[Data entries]
"""

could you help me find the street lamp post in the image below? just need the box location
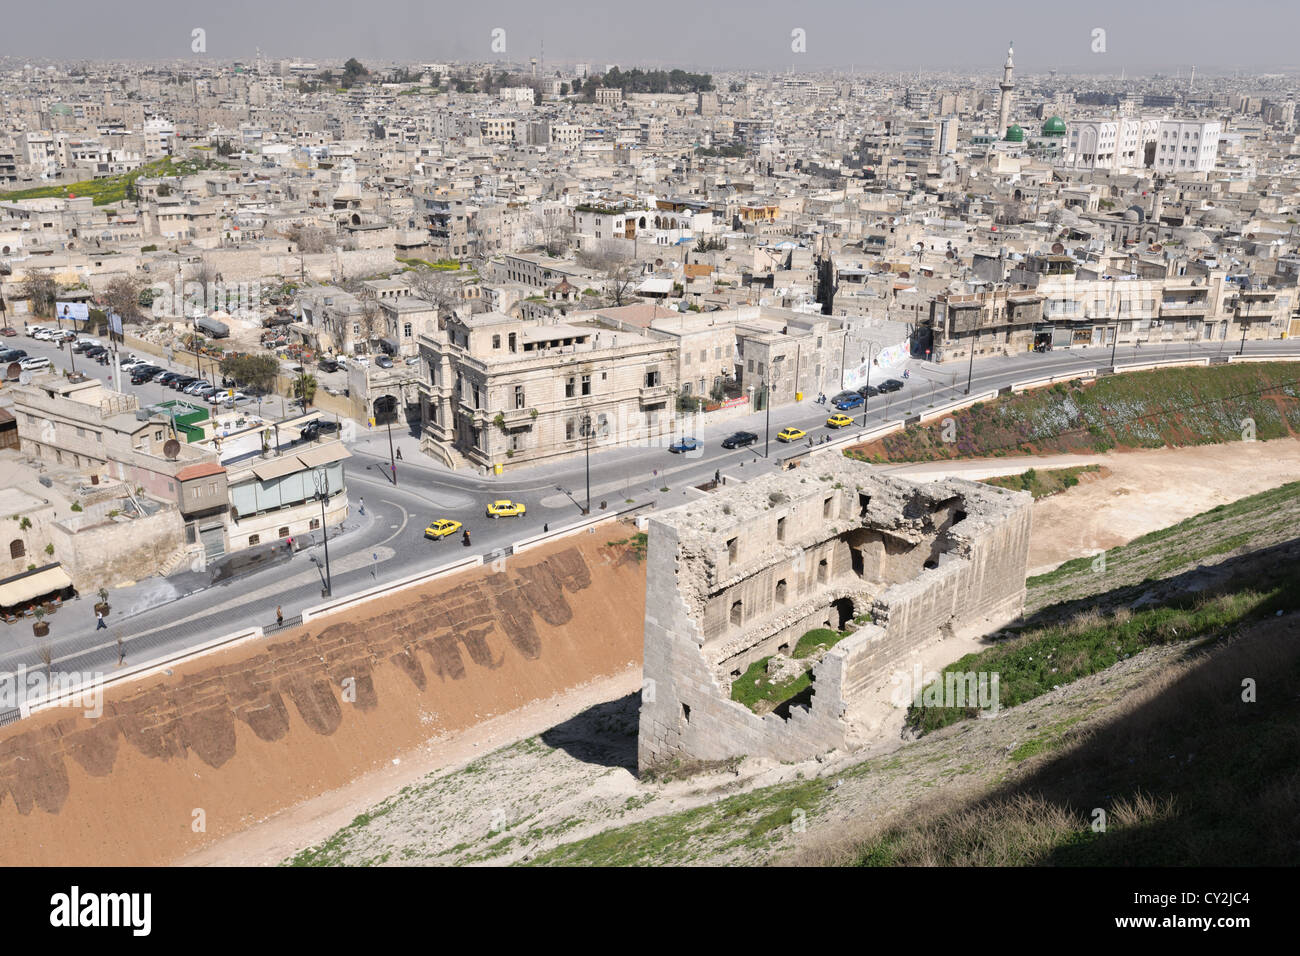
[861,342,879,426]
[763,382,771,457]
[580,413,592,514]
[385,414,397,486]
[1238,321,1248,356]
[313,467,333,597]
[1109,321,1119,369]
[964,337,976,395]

"""

# The problem
A faithful copy of every entry is needed, omitting each image.

# Completed exercise
could you help me find the street lamp post in the image below? just need the box location
[861,342,879,426]
[763,382,771,457]
[580,413,592,514]
[385,414,397,486]
[1238,321,1248,356]
[313,467,333,597]
[1109,321,1119,369]
[964,337,976,395]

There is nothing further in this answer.